** Start Page extract **

If you are interested in making this conversion, you need the parts listed below. They are mostly dealer parts. I got mine through Kris at VM Autohaus (604-298-9637) who said he would be interested in putting “kits” together with all the parts (except items 7 and 8 that you need to scrounge). For Canadians, using Kris wouldn’t be a bad idea. For those in the States, there is still a bit of a gap between the US dollar and Canadian dollars that should still make it an okay deal. However, I know ECS tuning has the coil packs for about the equivalent price (in absolute dollars)that I bought mine for.
Anyway, here is the shopping list:
1. 5 units of 06B 905 115L late model 1.8t coil packs (which are POS, coil and plug connectors all in one) should be about $25 each. Note the “L” is very important. DO NOT ACCEPT ANYTHING ELSE – unless they are known to be better.
2. 5 units of 4B0 973 724 empty four wire connectors (to mate to the 115Ls) (about $10 each) (Seems expensive but they are worth it)
3. 10 pieces of 000 979 133 A – two female spade connector pig-tails (NOTE: If I
had this to do over again, I would search out the equivalent empty pins and crimp/solder continous pieces of wire rather than spicing these into the system.) (About $4 each piece). These pins go into the rear of the 4B0 973 724 four pin connectors.
4. 25 pieces of 357 972 741 A – wire sealing grommets (red) for the 4B0 973 724
connectors and 000 979 133 A wires (about $0.30 each). They seal the wires into the 4B0 973 724 connectors. Install BEFORE you connect the wires to anything else.
5. 5 pieces 6X0 971 921 A – two-part plastic boots for the 4B0 973 724 connectors. (about $3 each). At first I thought they were cheesy but they are actually quite slick. They are designed to retain 1/4″ corrugated split wire loom which helps to corral those wires.
6. 3 pieces of 000 979 134 – two male spade connector pig-tails (again, I would search out a source of empty male pins and forget slicing these in)
7. Two, four-pin male spade connectors to fit into the four pin female spade connectors that carry the signal from the ECU (and a ground) and normally fit into the four pin end of the POS units (N122 and N127). You can search for somehting better but I found that there is a four pin, left tail light, connector PN 191 972 704 from a the mid-90′s Jetta IIIs (might also be in some Audis because the plug has both VW and OOOO molded into it). These connectors are female “pin” power plugs but they have the exactly correct pin spacing for the the OEM POS input connectors. They need to be modified (a lot). But this is pretty easy.

** End Page extract **

| Objective |
Reproduce the parts list from "If you are interested" up to and including "to be better.", replacing "coil packs" with "ignition coils". The records have nothing to do with the parts list.

** Start Supplied records **

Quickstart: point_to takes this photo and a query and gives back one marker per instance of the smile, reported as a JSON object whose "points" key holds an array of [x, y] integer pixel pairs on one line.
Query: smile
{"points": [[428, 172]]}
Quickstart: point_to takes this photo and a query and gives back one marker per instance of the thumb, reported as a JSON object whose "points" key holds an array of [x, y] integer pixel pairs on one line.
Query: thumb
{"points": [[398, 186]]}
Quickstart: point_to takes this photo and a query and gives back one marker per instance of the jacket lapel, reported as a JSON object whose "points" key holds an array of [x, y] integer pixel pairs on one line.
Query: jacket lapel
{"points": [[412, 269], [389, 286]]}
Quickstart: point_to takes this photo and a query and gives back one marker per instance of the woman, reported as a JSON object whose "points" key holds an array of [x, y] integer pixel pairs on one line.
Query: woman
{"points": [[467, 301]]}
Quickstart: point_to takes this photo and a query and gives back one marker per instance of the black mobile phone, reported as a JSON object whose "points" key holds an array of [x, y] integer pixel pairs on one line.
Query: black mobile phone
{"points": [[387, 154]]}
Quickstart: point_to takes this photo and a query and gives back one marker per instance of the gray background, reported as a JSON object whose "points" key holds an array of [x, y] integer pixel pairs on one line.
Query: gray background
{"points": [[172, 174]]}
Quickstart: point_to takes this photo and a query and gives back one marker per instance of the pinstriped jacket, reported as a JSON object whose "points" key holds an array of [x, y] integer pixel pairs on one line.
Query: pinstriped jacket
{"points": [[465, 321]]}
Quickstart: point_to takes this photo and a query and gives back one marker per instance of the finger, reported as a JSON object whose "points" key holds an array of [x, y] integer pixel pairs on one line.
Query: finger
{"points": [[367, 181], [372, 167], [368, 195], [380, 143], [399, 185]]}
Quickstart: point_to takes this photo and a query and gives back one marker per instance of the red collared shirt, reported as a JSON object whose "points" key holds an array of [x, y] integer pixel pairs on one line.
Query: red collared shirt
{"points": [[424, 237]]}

** End Supplied records **

| Answer to this problem |
If you are interested in making this conversion, you need the parts listed below. They are mostly dealer parts. I got mine through Kris at VM Autohaus (604-298-9637) who said he would be interested in putting “kits” together with all the parts (except items 7 and 8 that you need to scrounge). For Canadians, using Kris wouldn’t be a bad idea. For those in the States, there is still a bit of a gap between the US dollar and Canadian dollars that should still make it an okay deal. However, I know ECS tuning has the ignition coils for about the equivalent price (in absolute dollars)that I bought mine for.
Anyway, here is the shopping list:
1. 5 units of 06B 905 115L late model 1.8t ignition coils (which are POS, coil and plug connectors all in one) should be about $25 each. Note the “L” is very important. DO NOT ACCEPT ANYTHING ELSE – unless they are known to be better.